Turn the entries into a two-column CSV with the columns "prompt" and "points", one row per entry. Put the entry's text in one quoted field and its answer in the other, with line breaks replaced by spaces. Begin at the line that contains "the bridge deck" and keep going through the last entry.

Records of labeled points
⁂
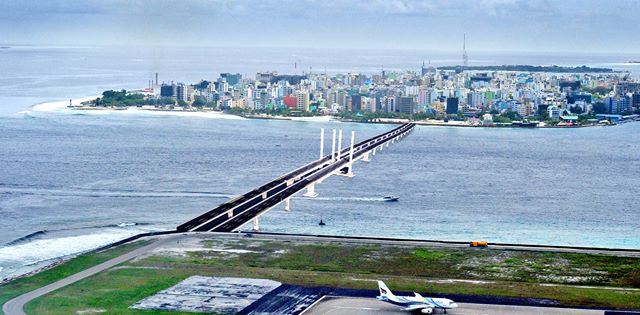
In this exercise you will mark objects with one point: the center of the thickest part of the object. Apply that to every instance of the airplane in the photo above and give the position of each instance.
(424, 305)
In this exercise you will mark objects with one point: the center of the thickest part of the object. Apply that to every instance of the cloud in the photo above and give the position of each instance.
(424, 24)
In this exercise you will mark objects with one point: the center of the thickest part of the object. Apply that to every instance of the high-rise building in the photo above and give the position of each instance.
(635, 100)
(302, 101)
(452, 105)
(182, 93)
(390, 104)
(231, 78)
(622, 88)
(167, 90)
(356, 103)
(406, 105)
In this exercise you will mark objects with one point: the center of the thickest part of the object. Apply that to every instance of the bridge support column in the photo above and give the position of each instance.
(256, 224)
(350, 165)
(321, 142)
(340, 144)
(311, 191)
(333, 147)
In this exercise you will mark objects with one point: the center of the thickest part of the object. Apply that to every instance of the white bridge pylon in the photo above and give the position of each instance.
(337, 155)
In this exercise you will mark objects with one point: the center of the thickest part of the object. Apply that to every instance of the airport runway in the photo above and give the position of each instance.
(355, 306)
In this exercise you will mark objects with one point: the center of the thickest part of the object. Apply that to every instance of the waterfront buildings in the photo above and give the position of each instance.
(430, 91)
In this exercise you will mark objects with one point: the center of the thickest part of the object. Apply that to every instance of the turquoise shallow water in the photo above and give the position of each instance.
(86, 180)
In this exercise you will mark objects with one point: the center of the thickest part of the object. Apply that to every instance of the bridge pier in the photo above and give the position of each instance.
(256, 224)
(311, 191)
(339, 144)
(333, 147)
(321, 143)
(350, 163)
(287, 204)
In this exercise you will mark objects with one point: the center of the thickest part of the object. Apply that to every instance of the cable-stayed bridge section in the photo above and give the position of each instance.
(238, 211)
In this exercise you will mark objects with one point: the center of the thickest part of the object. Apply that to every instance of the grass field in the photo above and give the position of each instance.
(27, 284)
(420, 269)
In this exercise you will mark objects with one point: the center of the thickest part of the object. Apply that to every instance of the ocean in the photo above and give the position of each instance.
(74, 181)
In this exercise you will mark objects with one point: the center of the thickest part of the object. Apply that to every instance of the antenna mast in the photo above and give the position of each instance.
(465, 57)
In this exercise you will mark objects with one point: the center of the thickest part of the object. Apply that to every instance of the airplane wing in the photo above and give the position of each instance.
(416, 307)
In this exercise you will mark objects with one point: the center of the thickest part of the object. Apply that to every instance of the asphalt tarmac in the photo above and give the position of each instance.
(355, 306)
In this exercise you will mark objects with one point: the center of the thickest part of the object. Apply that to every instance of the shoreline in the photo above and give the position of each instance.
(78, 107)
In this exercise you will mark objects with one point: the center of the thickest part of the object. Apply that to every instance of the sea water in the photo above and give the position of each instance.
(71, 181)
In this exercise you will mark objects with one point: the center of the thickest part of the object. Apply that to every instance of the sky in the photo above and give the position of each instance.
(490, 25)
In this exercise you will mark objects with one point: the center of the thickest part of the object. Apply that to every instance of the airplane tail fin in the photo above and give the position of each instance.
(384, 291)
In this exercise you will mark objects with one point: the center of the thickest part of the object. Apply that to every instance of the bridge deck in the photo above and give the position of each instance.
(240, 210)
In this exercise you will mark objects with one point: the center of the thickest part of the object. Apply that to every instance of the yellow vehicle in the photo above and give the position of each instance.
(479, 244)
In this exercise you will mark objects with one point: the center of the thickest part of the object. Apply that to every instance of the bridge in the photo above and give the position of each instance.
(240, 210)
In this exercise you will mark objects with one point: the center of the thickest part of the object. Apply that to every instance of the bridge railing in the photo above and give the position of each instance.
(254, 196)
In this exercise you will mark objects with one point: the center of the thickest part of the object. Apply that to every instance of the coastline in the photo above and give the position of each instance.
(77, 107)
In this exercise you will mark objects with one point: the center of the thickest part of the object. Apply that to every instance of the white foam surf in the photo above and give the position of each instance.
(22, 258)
⁂
• Problem solution:
prompt,points
"In this exercise you will mark objects with one point: the center of the thickest part of the object. Apply that to every instance of the bridge deck in the photo above and give the position of each instance.","(240, 210)"
"In this exercise you will mark objects with one point: the center of the thickest part of the object. Apply that to every instance of the yellow vehicle in the photo above and give the position of each instance.","(479, 244)"
"In this exercise you will mark objects with one point: the center of the thickest part of the object. Apply that to every instance of the bridge in the photo above and give the position of each instance.","(240, 210)"
"In this exercise you will mark objects with one point: the center of the thickest part of the object. Apply that to every instance of the bridge railing in the photo above and give the position of each instance.","(254, 196)"
"In this exercise you will mark objects with one point: the center of the thickest part of the object. Apply that to every instance of the coastline in the photo above and give the position of each instance.","(77, 107)"
"In this exercise you will mark objects with one point: the center of the thickest part of the object. Apply that to every instance of the white foam surf in the photo above and give the position of each instance.","(22, 258)"